Ja powiem więcej, imbir to naturalne remedium na wszelkie wirusy, najsilniejszy z naturalnych antybiotyków (nawet czosnek się chowa). Żuję codzienni mały plasterek świeżego imbiru (wielkości paznokcia) który mi wypala całą wentylację i kanalizację. Stawia na nogi błyskawicznie i regeneruje zrypany paleniem, piciem, cukrem i mięsem system odpornościowy. Nie bez powodu karawany Chin zasilały Europę w ten specyfik. Działa również na Covid, czego ludzie nie chcą przyjąć do wiadomości, jako że metoda jest darmowa. A co darmowe to nic nie warte. Qrde, imbir w mojej opinii jest skuteczniejszy niż milimetrowej grubości cienka szmatka pod nosem.

Wybrane dane ->
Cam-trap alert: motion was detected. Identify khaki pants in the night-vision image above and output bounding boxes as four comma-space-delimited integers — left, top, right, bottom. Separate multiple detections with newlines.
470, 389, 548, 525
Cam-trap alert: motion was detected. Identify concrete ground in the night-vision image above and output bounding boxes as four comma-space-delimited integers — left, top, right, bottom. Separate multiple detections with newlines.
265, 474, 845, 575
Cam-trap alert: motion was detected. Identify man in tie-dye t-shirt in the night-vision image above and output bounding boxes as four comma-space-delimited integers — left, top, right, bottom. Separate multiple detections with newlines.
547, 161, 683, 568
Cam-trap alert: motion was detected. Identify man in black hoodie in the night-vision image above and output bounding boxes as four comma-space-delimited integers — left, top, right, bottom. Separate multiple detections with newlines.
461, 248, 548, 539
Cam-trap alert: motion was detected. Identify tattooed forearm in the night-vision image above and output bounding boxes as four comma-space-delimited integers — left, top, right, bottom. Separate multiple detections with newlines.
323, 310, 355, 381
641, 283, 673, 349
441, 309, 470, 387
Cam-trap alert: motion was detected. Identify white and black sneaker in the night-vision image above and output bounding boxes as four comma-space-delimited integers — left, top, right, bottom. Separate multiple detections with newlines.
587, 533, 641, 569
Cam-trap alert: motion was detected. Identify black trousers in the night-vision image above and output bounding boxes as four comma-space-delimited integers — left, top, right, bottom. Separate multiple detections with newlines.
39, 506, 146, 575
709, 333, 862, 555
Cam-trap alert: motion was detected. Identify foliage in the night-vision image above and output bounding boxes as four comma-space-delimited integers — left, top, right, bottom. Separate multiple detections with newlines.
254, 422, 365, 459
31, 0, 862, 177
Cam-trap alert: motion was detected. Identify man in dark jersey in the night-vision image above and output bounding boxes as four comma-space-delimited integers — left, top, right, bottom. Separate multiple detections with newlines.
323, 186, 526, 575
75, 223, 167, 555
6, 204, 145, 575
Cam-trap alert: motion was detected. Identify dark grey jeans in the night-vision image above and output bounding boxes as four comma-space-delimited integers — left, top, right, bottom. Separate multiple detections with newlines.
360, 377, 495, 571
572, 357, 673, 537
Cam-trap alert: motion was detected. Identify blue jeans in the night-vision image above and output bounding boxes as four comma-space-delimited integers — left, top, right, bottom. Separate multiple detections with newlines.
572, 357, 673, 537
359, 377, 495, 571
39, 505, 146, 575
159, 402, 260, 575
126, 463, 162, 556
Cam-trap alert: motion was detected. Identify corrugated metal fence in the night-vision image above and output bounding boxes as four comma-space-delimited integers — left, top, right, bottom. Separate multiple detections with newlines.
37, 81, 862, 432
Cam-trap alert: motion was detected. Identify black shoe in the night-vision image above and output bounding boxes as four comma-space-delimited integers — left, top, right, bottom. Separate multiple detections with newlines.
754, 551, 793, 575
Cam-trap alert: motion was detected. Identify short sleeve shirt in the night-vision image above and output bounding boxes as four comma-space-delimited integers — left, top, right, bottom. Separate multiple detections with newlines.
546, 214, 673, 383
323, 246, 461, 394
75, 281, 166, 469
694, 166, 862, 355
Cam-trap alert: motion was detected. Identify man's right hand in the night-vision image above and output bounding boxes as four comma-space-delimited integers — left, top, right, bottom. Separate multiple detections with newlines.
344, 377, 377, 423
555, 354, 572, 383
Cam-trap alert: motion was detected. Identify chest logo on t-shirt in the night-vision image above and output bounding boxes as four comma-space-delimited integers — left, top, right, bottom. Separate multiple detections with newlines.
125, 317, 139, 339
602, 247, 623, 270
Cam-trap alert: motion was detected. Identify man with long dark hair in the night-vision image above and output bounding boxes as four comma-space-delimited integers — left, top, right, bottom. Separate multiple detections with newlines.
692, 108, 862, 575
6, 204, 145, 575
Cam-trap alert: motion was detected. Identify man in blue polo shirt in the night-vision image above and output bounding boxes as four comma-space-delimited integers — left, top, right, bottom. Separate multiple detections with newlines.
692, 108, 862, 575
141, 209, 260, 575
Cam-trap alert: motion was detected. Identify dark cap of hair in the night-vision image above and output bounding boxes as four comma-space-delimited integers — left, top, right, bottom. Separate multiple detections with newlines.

Zadania do wykonania ->
(a) Wyjaśnij, jaki powód podaje tekst o imbirze na to, że ludzie nie chcą przyjąć do wiadomości jego działania na Covid.
(b) Jakiej wielkości ma być plasterek świeżego imbiru żuty codziennie według tekstu o imbirze?
(c) Przepisz z tekstu o imbirze fragment od „Ja powiem więcej, imbir” do „szmatka pod nosem.” włącznie.

Rozwiązania zadań ->
(a) Według tekstu ludzie odrzucają tę informację, ponieważ metoda jest darmowa, a to, co darmowe, uważa się za nic niewarte.

(b) Wielkości paznokcia.

(c)
Ja powiem więcej, imbir to naturalne remedium na wszelkie wirusy, najsilniejszy z naturalnych antybiotyków (nawet czosnek się chowa). Żuję codzienni mały plasterek świeżego imbiru (wielkości paznokcia) który mi wypala całą wentylację i kanalizację. Stawia na nogi błyskawicznie i regeneruje zrypany paleniem, piciem, cukrem i mięsem system odpornościowy. Nie bez powodu karawany Chin zasilały Europę w ten specyfik. Działa również na Covid, czego ludzie nie chcą przyjąć do wiadomości, jako że metoda jest darmowa. A co darmowe to nic nie warte. Qrde, imbir w mojej opinii jest skuteczniejszy niż milimetrowej grubości cienka szmatka pod nosem.